#### [Selected text]
## Start
Accenture to undergo round of redundancies, with up to 70 underperforming MDs on the chopping block
Consulting company Accenture will take an axe to its Australian executive team, making up to 70 managing directors redundant.
The Australian Financial Review reports that this could constitute up to a quarter of local MDs, with the consultancy confirming that the redundancies are due to an “overcapacity of skills in certain areas”. A spokesperson did not comment on the number of redundancies, but said they would affect “a very small percentage” of employees.

That’s a lot of underperforming senior staff. One could assume there would be a significant flow-on effect to the middle ranks and contractors that make up the Accenture workforce.
As for AI, putting an ad agency guy in charge of a largely tech-first business, with little exposure to partners like M/SF/A/O seems like an odd choice.
Most CMOs have realised that ‘tech-first’ is largely worthless without a solid understanding marketing fundamentals. And most consultants are nothing more than spruikers for Adobe, Salesforce et al.
I’d take Mark’s extensive experience of building brands over tech consultant lifers any day.
+1
There’s at least a dozen seasoned CMOs looking for a proper gig at the moment. Many of them ignored tech entirely, others cocked up the implementation because understanding it ended at a powerpoint presentation, and a remaining few thought changing ad agencies and/or brand refresh would replace the need to fix their crappy customer experience.
## End
#### [Information supplied]
## Start
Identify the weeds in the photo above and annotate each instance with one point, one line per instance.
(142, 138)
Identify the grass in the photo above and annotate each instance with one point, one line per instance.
## End
#### [Exercise tasks]
A. In the text on Accenture's redundancies, what reason did the consultancy give for cutting managing directors?
B. Continue the text on Accenture's redundancies, starting after its final sentence.

#### [Final answers]
A. An "overcapacity of skills in certain areas."

B.
These terminally unemployed types can rely on the occasional speaker gig to do some chest beating though!
There’s “at least a dozen seasoned CMOs looking for a proper gig at the moment”. What the hell does that have to do with anything? In your view – from a distance – they ignored tech? There could be hundreds of reasons they aren’t in work, most of which neither you nor I would have a clue about.
There are hundreds of ‘digital transformations’ where the benefits have been oversold (& never realised) and the implementation has been carried out by a bunch of lifer consultants who have little understanding or experience in actually delivering a marketing program. The failure rates of these programs are well known and it can’t be ‘the client is an idiot’ in all of these instances. Failure rates of over 50% suggest a systematic industry failure.
So, back to the original point.
I’d back Mark’s track record of growing brands – including both his clients’ and that of The Monkeys – and Accenture’s choice to appoint him as CEO of AI over the opinion of the Peanut Gallery every time. It is what the market needs: a proven marketing talent who understands the connection between all facets of marketing and commercial success.
What’s the collective noun for 70 under performing Managing Directors?
A waste.
A cluster?
A consultancy?
A WPP?
Comment of the year, surely.
I wouldn’t trust my marketing to an agency (or accountants) that lets the phrase “70 under performing managing directors” into the press.
the economy is struggling and most companies are finding it hard to hit their numbers.
“This will affect a very small percentage of our workforce in ANZ.”
If 70 Managing Directors is a “small percentage” how many did they have to start with?!
A LOT. The Accenture model is hundreds of MDs in each region, but due to the centralised model none of them actually have much control or decision-making ability.
‘Recession’ anyone?
this release certainly hammers home the point that PR is a gap in their offering
Now I know the NBN rollout is complete.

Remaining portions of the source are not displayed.